**TASK BRIEF**
Copy each of the following entries back without change.

*** Opening of MATERIAL SUPPLIED ***

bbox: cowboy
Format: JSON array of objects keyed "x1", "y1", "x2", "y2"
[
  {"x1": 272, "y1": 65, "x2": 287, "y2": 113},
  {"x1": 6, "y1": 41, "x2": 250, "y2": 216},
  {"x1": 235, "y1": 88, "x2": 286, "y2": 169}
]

*** Close of MATERIAL SUPPLIED ***

**WRITTEN ANSWER**
bbox: cowboy
Format: JSON array of objects keyed "x1", "y1", "x2", "y2"
[
  {"x1": 272, "y1": 65, "x2": 287, "y2": 113},
  {"x1": 6, "y1": 41, "x2": 250, "y2": 216},
  {"x1": 235, "y1": 88, "x2": 286, "y2": 169}
]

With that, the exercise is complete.